# [LATIHAN A]
Tentukan apakah setiap pernyataan berikut sesuai dengan bagian dokumen tentang dana kompensasi TPST Bantargebang. Jawab ya atau tidak, lalu kutip kata-kata penentunya dari teks. (i) Dana kompensasi kepada Pemkot Bekasi pada tahun 2019 berjumlah 353.664.960.000 rupiah. (ii) Perhitungan dana kompensasi untuk TA 2024 memakai tarif Rp 30.000 per M3. (iii) Biaya audit lingkungan oleh konsultan independen dibebankan kepada Pemkot Bekasi.
# [LATIHAN B]
Menurut bagian dokumen tentang dana kompensasi TPST Bantargebang, siapa saja yang duduk di Badan Pengendali?
# [LATIHAN C]
Lanjutkan bagian dokumen tentang dana kompensasi TPST Bantargebang mulai setelah kalimat terakhirnya.

# [BAGIAN DOKUMEN]
:::::

Data dari Dinas LH DKI (Desember 2023) menyebutkan, Dana Kompensasi (Bantuan Keuangan) kepada Pemkot Bekasi pada 2017 sebesar 134.416.992.000 rupiah; Tahun 2018 sebesar 138.549.833.000 rupiah; Tahun 2019 sebesar 353.664.960.000 rupiah; Tahun 2020 sebesar 367.226.865.000 rupiah; Tahun 2021 sebesar 379.519.499.250 rupiah; Tahun 2022 sebesar 365.838.788.250 rupiah; Tahun 2023 sebesar 356.446.480.500 rupiah. Jumlah seluruhnya sebesar 2.095.663.418.00 rupiah. (Bagong Suyoto, Koran Jakarta, 3/7/2024).

Sedang kompensasi tahun 2024 sebesar 371.773.962.000 rupiah. Dengan dasar Perhitungan Dana Kompensasi untuk TA 2024 (Jumlah ton sampah thn 2022: 7.544,88 ton/hari) x (365 hari) x (Rp 25.000/M3) x (4.5 M3 /ton) x 120% = 371.773.962.000 rupiah.

Collaborative Governance: Perlu Forum Warga

Dalam perjanjian Kerjasama antara Pemprov DKI Jakarta dengan Kota Bekasi tentang Pengelolaan TPST Bantargebang tahun 2009, yang ditemukan adanya Badan Pengendali. Badan Pengendali berisi orang-orang unsur Pemprov DKI dan Pemkot Bekasi. Badan Pengedali dapat meminta bantuan konsultan independent untuk melakukan audit lingkungan dengan biaya dibebankan kepada DKI.

:::::

(Cuplikan dataset tentang penunjukan objek)
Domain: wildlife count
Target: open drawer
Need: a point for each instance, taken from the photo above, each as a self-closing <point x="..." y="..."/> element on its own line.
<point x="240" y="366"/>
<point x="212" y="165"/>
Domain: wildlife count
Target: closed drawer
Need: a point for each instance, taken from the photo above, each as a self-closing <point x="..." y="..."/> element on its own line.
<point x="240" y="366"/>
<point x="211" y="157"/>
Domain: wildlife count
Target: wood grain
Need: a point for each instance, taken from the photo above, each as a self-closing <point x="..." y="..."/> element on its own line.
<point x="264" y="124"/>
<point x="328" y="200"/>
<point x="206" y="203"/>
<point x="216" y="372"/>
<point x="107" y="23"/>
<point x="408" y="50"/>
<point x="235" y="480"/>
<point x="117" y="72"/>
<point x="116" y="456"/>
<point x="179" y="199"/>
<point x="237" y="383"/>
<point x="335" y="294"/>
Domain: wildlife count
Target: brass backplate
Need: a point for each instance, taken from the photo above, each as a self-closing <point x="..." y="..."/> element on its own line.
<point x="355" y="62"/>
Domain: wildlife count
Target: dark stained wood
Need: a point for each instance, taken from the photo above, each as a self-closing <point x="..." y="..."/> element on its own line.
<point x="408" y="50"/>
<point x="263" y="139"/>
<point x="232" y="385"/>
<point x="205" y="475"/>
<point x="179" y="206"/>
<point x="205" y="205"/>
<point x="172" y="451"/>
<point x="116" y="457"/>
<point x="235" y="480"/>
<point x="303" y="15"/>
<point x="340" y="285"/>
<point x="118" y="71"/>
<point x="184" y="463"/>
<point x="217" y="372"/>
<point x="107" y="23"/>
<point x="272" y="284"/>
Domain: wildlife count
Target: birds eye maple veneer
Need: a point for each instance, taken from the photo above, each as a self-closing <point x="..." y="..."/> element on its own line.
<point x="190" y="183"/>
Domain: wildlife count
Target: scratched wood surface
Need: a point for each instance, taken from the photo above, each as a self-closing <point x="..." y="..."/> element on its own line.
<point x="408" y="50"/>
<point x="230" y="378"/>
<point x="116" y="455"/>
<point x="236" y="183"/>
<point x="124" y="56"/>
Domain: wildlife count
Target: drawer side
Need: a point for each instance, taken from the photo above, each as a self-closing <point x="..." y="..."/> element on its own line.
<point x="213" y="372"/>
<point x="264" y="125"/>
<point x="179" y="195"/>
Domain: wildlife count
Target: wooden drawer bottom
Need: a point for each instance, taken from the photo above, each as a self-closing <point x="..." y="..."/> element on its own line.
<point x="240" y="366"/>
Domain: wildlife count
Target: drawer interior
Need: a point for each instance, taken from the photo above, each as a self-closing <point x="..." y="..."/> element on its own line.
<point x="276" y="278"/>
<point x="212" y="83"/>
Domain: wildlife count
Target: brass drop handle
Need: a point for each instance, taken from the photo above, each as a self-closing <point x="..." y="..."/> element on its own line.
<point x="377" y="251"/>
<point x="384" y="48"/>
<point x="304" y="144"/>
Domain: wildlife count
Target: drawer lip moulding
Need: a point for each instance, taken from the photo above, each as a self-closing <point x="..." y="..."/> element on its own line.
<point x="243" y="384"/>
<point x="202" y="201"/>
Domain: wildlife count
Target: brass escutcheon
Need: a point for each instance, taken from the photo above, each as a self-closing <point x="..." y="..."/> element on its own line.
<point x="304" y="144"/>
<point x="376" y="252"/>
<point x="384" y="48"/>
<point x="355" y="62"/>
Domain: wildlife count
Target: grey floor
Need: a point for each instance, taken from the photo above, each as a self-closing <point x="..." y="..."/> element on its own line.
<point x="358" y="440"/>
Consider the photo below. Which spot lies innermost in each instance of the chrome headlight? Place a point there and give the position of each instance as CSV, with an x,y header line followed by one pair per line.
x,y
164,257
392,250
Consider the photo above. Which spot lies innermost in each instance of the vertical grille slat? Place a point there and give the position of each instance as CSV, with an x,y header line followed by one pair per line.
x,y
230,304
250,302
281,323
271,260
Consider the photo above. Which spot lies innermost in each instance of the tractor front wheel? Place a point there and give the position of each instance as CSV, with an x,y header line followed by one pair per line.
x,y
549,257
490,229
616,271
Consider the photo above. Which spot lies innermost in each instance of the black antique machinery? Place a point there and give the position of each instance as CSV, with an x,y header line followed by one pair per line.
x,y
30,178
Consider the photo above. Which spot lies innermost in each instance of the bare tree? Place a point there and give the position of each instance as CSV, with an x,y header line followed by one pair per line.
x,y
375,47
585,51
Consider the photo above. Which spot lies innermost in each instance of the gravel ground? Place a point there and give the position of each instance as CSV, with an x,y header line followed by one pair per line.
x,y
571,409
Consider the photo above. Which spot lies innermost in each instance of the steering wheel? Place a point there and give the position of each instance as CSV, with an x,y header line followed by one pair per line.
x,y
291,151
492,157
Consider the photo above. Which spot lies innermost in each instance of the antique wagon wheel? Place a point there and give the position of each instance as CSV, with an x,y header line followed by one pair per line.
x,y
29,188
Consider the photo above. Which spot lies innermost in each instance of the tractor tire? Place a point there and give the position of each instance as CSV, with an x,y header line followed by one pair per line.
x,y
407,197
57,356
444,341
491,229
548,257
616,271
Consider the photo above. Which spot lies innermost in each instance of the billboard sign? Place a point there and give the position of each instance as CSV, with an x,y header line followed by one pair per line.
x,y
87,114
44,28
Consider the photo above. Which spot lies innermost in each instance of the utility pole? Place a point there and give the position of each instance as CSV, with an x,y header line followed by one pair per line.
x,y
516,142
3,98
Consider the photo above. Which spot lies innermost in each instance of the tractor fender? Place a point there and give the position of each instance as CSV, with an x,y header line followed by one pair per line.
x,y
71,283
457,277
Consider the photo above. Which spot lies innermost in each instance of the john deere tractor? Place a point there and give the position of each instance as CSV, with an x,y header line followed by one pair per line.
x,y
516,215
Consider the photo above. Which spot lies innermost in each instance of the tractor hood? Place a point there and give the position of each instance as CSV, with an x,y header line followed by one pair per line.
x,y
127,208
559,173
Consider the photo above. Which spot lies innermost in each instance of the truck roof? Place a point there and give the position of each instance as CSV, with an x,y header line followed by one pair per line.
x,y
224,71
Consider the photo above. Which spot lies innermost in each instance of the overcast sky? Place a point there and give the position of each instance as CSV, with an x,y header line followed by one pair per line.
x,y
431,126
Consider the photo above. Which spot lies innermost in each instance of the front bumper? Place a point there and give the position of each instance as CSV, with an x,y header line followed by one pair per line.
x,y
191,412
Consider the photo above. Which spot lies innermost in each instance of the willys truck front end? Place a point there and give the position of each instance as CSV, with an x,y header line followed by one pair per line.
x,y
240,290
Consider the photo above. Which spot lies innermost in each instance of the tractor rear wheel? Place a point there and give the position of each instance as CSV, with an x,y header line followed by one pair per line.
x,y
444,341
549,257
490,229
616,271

:::::

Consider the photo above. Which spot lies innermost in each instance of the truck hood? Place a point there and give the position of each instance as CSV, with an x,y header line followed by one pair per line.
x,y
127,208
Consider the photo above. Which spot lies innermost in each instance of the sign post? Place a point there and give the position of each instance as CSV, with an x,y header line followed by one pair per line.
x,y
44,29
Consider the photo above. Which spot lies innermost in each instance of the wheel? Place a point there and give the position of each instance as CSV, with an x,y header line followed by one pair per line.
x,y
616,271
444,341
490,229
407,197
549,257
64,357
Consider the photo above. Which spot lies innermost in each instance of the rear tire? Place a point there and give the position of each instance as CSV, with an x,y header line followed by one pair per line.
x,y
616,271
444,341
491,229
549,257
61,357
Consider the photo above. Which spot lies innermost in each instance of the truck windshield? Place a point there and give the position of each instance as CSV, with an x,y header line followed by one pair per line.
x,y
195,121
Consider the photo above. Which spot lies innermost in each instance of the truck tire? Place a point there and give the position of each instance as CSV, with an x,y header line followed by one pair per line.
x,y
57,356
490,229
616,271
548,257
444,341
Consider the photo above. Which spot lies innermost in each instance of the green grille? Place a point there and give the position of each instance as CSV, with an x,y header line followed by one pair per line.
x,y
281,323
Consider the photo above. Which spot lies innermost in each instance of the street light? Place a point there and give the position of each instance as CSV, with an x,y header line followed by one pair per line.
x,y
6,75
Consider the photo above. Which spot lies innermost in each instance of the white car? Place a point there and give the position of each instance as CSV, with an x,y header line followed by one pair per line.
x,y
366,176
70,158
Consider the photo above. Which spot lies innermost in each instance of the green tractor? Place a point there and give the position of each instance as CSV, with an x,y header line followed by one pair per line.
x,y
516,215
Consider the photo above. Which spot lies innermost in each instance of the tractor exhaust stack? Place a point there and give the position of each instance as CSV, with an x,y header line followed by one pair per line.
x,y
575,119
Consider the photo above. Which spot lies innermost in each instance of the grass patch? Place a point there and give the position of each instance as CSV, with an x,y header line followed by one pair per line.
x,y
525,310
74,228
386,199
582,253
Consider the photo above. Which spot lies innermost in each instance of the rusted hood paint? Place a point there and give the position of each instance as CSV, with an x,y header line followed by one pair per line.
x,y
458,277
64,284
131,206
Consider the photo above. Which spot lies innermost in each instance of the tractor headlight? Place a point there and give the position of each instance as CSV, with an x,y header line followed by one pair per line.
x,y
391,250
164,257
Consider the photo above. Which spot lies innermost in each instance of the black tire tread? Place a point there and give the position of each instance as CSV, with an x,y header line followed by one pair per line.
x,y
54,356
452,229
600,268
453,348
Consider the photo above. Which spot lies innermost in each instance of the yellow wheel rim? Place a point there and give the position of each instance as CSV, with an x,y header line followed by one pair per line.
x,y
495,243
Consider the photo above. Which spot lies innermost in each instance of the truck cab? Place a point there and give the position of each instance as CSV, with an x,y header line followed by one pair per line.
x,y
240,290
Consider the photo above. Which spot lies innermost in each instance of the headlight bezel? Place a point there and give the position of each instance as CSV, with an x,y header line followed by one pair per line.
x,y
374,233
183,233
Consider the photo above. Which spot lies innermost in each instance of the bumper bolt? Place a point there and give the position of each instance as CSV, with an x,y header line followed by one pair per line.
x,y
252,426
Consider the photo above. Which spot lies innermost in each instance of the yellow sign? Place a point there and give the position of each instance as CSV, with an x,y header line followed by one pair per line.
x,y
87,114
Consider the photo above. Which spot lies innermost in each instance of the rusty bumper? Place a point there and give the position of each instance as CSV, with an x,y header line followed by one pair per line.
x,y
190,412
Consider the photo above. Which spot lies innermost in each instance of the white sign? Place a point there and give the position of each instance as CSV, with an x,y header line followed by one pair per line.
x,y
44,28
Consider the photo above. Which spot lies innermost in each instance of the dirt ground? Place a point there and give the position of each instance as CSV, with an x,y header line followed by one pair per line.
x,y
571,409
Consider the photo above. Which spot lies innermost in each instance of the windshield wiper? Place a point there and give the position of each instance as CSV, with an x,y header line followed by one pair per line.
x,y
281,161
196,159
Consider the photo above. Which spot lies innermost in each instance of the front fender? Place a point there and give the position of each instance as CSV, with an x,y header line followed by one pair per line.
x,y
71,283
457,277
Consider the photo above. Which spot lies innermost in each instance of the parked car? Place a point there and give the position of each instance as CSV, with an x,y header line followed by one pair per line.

:::::

# [JAWABAN A]
(i) Ya: "Tahun 2019 sebesar 353.664.960.000 rupiah".
(ii) Tidak: "(Rp 25.000/M3)".
(iii) Tidak: "dengan biaya dibebankan kepada DKI".

# [JAWABAN B]
Orang-orang dari unsur Pemprov DKI dan Pemkot Bekasi.

# [JAWABAN C]
Belakangan dibentuk Tim Monitoring dan Evaluasi (Monev) berdasar Perwali Kota Bekasi. Dalam Pasal 14.C PKS tahun 2016 dinyatakan: Tim Monev ditetapkan bersama oleh Para Pihak terdiri dari SKPD/UKPD terkait dengan pelaksanaan pengelohan sampah di TPST Bantargebang Kota Bekasi. Dalam bekerjanya Tim Monev tersebut menggunakan jasa konsultan. Biaya yang diperlukan dalam tugas Tim Monev dibebankan pada dana kompensasi.

Selain itu saluran aspirasi biasanya melalui Musrembang tingkat Kelurahan, Lembaga Pemberdayaan Masyarakat (LPM) empat kelurahan. Di sini pun dibentuk Sekber LPM. Forum dan institusi tersebut merupakan bentukan Pemkot Bekasi. Vested interest forum boleh jadi sekadar membicarakan tentang besaran dana kompensasi, cepat cair, dan proyek-proyek yang akan dikerjakan, tidak menekankan pada pentingnya perbaikan pengelolan sampah, pemulihan dan perlindungan lingkungan hidup, dll.

 

Salah seorang yang menyoroti perlunya forum formal sebagai wadah aspirasi berbagai stakeholders dari Jakarta dan Kota Bekasi adalah Selamet Daroini. Ia sedang menyusun thesis tentang “Collaboration Governance Dalam Pengelolaan Sampah Jakarta di TPST Bantargebang Kota Bekasi”, di Universitas Nasional (Unas) Jakarta.

Selamet adalah mantan Direktur Eksekutif WALHI Jakarta, sekarang sebagai project manager Local Governments for Sustainability (ICLEI), Direktur Urban Justice Institut Indonesia Hijau, Bendahara Umum DPP Kesatuan Nelayan Tradisional Indonesia (KNTI). Ia adalah aktivis lingkungan dari organisasi besar, atau non-govermental organizations (NGOs).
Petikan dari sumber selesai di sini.